The " 'irreducible constitutional minimum' of standing" consists of three elements. Spokeo , 136 S.Ct. at 1547 (quoting Lujan v. Defenders of Wildlife , 504 U.S. 555, 560-61, 112 S.Ct. 2130, 119 L.Ed.2d 351 (1992) ). They are injury in fact, which is at issue here, causation, and redressability. Id. (citations omitted). The burden to establish each element is on the plaintiff. Id. (citing FW/PBS, Inc. v. Dallas , 493 U.S. 215, 231, 110 S.Ct. 596, 107 L.Ed.2d 603 (1990) ). "To meet this burden at the pleading stage, 'the plaintiffs' complaint must contain sufficient factual allegations of an injury resulting from the defendants' conduct, accepted as true, to state a claim for relief that is plausible on its face.' " Moore v. Wells Fargo Bank, N.A. , 908 F.3d 1050, 1057 (7th Cir. 2018) (quoting *733Diedrich v. Ocwen Loan Servicing, LLC , 839 F.3d 583, 588 (7th Cir. 2016) ). The Seventh Circuit described injury in fact in Groshek v. Time Warner Cable, Inc. , 865 F.3d 884, 886 (7th Cir. 2017) :

To establish injury in fact, Groshek must show that he "suffered 'an invasion of a legally protected interest' that is 'concrete and particularized' and 'actual or imminent, not conjectural or hypothetical.' " To be "concrete," an injury "must actually exist;" it must be "real," not "abstract," but not necessarily tangible. In determining whether an alleged intangible harm constitutes a concrete injury in fact, both history and Congress' judgment are important.

- - - - - - -

■ Set tasks:
a) According to the standing excerpt, who bears the burden to establish each element of standing?
b) Rewrite the standing excerpt from "To establish injury" to "judgment are important.", replacing "Groshek" with "the plaintiff".
c) What elements make up the minimum of standing, according to the standing excerpt?

■ Dataset extract:
- - - - - - -

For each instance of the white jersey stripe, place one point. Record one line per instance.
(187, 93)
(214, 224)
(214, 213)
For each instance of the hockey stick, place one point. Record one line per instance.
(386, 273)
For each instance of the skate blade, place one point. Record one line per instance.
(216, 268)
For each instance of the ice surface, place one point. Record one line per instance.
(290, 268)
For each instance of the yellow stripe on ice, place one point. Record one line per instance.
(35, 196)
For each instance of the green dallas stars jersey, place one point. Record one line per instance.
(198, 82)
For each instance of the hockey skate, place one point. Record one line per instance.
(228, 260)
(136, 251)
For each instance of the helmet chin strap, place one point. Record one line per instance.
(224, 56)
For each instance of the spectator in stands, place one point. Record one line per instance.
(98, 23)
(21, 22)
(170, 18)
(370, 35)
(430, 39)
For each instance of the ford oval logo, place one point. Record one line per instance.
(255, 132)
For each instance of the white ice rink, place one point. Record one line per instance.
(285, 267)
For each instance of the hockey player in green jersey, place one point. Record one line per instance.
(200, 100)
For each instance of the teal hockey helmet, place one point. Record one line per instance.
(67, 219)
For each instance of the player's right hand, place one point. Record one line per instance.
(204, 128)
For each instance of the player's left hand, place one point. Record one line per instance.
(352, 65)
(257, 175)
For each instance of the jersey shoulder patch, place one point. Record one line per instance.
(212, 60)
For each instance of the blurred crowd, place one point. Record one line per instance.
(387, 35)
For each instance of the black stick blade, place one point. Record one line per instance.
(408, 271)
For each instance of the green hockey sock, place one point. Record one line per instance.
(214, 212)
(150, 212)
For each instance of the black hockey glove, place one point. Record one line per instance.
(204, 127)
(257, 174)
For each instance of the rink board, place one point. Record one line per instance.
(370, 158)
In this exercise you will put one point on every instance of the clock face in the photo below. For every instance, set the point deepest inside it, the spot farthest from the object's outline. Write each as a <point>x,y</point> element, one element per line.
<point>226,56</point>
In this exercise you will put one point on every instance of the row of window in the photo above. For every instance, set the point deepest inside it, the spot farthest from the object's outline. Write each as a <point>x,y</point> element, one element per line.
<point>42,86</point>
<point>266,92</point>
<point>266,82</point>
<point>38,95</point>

- - - - - - -

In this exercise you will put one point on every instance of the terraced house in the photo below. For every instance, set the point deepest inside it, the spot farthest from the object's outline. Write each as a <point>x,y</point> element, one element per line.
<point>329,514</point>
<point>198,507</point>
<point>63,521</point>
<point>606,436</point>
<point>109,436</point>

- - - - - - -

■ Answers for this exercise:
a) The plaintiff.

b)
To establish injury in fact, the plaintiff must show that he "suffered 'an invasion of a legally protected interest' that is 'concrete and particularized' and 'actual or imminent, not conjectural or hypothetical.' " To be "concrete," an injury "must actually exist;" it must be "real," not "abstract," but not necessarily tangible. In determining whether an alleged intangible harm constitutes a concrete injury in fact, both history and Congress' judgment are important.

c) Injury in fact, causation, and redressability.